Start Selected excerpt

How does a birth certificate prove one's identity

One thing I have often wondered when ID issues came up, for example in the thread

Do voter ID laws really affect minorities, students and the elderly more, and why? - Factual Questions - Straight Dope Message Board

A birth certificate seems to be sufficient to prove citizenship in the US, and to have other forms of ID issued.

Only, what does the birth certificate actually prove with respect to the person presenting it? In the case of that Puerto Rican lady it will state that baby $firstname $middlenames $lastname was born at $date at $place, of mother $name2 (and, probably, father of record $name3).

So, the lady can prove that this ex-baby is a US citizen (unless it has since died or renounced US citizenship). But how does she prove that she is the same person?

It establishes that the person you claim to be existed at the time of birth. If you have a birth certificate, it was probably given to you by your parents. To get a copy you’d have to resolve the problem of proving your identify without a birth certificate. So like any other form of identification it doesn’t prove anything, but it increases the likelihood that you are who you claim to be.

I think the OP is asking how a birth certificate proves it’s you that has it. You could very well have someone else’s and since there is no picture or thumbprint, it comes back to your word, “This is mine.”

Do they still put the footprints on the certificate?

Bolding mine. Or ordered from the County Clerk / County Recorder. I’m always surprised by the number of people who think you have to have the original piece of paper given your parents at birth.

They didn’t when I was born. And AFAIK, if they ever did, they aren’t part of the now-computerized, officially-provided paper you pay for and get on request, at least on the ones I’ve seen.

And the one supplied by my parents was not accepted by Social Security when I had to provide it recently; I had to get a duplicate from the County Recorder’s office instead. Original = no good, duplicate = good.

A photo I.D. establishes that you’re you, $firstname $lastname. A birth certificate establishes that $firstname $lasttname is a U.S. citiizen.

When I was in university, more than a few of my friends got birth certificates of people who had died, and then used it to get ID for underage drinking. In the 80’s it wasn’t that hard and I believe the penalties for rich white college kids wasn’t very onerous.

But nothing proves that it’s you. Identification is based on the accumulated evidence increasing the likelihood of identification. The birth certificate simply establishes that the person you claim to be existed at the time of birth. It can be used to establish citizenship as mentioned above. It can be used to establish age, so if your birth certificate says you are 10 years old and you look like an adult, it’s disproving your claim. The birth certificate establishes your sex if your name is Chris or Pat. And it’s also more likely that a person who has a birth certificate has their own, than not (although it isn’t difficult to obtain someone else’s birth certificate since registered copies are accepted).

End Selected excerpt

■ **Stated goal**
Write the next part of the forum discussion about whether a birth certificate proves identity, picking up after its final post. The records have no connection to the forum discussion about birth certificates.

Start Recorded information

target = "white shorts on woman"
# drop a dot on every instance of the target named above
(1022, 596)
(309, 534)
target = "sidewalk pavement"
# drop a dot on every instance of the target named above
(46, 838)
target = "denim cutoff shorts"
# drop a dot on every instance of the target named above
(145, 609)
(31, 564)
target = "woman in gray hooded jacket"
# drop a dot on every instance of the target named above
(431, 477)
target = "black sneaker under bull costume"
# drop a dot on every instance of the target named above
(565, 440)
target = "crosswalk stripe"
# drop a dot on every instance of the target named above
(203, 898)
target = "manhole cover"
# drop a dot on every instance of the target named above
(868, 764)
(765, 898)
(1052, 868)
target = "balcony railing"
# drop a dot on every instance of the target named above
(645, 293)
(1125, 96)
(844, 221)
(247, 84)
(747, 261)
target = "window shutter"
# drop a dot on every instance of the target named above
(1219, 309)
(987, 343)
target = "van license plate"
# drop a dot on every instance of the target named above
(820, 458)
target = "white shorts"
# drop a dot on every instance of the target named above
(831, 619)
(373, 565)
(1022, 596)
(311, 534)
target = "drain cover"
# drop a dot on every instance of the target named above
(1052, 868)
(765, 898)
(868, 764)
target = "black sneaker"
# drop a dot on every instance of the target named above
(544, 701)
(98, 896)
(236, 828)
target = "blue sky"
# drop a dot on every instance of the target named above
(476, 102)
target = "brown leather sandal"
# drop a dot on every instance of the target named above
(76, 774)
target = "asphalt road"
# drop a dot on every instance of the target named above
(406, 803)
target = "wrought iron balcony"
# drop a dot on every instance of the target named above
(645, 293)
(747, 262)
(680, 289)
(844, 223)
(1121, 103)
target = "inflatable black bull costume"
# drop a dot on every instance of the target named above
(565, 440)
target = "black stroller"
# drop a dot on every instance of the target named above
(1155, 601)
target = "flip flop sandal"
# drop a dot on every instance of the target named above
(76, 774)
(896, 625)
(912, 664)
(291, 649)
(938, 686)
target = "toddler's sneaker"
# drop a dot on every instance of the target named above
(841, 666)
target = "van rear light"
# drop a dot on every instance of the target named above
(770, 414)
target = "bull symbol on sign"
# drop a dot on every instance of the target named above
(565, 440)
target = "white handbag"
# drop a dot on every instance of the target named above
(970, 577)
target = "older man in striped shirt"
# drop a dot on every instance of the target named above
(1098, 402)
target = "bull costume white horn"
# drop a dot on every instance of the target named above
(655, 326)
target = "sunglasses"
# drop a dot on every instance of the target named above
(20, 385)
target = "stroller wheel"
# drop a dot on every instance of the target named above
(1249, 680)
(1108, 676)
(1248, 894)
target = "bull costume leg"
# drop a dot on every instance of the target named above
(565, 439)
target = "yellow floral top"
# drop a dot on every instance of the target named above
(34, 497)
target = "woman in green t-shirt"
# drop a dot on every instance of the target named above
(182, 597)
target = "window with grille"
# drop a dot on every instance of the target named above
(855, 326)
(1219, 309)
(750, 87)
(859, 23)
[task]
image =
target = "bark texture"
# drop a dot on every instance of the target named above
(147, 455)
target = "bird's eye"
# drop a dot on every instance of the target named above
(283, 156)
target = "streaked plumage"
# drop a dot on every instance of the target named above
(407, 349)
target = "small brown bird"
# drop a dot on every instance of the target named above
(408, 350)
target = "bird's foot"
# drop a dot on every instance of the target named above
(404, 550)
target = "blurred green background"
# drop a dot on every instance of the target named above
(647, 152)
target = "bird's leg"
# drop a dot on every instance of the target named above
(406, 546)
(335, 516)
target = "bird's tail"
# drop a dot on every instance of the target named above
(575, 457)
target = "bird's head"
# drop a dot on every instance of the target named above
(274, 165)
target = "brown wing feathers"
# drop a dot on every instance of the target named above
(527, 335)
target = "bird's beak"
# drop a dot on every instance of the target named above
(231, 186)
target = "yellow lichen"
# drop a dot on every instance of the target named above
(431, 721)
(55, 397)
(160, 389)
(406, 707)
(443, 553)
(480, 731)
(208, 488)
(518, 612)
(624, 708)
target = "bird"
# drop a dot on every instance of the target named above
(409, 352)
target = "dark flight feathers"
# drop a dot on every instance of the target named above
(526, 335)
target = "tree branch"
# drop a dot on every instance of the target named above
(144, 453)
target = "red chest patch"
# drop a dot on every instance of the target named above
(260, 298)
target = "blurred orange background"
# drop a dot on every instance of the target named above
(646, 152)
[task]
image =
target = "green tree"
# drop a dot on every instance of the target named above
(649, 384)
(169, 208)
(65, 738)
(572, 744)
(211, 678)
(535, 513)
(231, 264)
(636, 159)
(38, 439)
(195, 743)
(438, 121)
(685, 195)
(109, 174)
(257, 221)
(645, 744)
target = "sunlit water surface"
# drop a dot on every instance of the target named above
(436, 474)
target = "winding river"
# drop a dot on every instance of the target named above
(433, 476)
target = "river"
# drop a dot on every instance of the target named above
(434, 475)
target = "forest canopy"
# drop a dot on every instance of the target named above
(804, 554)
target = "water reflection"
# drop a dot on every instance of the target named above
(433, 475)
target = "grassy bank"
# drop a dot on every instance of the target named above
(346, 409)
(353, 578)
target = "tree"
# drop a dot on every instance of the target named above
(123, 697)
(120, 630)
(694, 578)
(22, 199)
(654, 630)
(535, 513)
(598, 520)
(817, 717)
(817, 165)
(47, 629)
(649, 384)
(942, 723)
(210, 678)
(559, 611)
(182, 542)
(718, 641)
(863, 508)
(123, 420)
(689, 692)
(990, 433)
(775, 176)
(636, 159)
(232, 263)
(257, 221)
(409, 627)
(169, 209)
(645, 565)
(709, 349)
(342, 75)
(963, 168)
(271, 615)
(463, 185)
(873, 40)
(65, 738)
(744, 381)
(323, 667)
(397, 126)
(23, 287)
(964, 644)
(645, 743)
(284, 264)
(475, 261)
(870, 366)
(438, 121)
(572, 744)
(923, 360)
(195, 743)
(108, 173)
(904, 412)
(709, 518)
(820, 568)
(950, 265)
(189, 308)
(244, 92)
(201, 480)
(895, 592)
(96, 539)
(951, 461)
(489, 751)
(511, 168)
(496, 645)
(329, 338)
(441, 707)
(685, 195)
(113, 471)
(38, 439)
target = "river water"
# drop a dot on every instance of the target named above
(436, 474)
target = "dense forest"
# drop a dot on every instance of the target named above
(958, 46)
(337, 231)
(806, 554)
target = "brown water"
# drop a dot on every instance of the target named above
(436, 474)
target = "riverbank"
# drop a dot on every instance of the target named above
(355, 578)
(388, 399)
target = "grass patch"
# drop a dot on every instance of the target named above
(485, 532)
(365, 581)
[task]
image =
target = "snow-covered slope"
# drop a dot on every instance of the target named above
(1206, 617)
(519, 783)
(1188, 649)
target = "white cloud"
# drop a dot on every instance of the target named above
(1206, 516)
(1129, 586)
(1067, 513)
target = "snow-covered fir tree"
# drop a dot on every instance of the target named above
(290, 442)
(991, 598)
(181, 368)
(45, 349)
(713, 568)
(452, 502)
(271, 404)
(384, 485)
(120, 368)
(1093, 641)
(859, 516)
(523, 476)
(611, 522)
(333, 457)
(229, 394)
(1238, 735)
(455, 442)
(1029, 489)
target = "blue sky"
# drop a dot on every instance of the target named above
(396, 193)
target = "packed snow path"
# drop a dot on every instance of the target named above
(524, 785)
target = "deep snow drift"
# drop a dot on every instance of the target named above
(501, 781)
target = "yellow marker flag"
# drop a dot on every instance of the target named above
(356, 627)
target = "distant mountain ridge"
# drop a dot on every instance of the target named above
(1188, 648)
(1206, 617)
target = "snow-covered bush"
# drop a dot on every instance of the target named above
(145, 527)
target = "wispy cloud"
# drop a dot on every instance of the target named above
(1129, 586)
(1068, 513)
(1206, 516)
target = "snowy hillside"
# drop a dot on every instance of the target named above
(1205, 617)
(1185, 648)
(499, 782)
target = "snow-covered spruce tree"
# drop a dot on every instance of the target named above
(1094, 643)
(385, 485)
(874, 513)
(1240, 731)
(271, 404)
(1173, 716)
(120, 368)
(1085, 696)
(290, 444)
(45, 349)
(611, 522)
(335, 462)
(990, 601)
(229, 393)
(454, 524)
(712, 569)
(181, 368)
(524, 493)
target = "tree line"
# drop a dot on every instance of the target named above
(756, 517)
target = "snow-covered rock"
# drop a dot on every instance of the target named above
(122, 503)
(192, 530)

End Recorded information

■ **Answer to this exercise**
True. But the birth certificate is not proof of identity; it’s proof of citizenship (plus, as you note, age and a few other things, like parentage). Typically government prove-who-you-are instahces require proof of identity and of citizenship. So, as Coffeecat notes, you provide a photo ID or other proof that you are indeed Luitpold Bartholomew Kaganovic, and then the birth certificate that proves that Luitpold Bartholomew Kaganovic was born in Milwaukee WI on August 3, 1954. You may also have to provide proof of residence, which might be a tax bill, government check, utility bill, etc., made out to Luitpold Bartholomew Kaganovic at 7942 Mockingbird Trail, Fauxenglyshe Heights, Frostproof FL.

Right – the BC in not proof of identity itself. It is a supporting document to the evidence that must be presented to establish proof of identity.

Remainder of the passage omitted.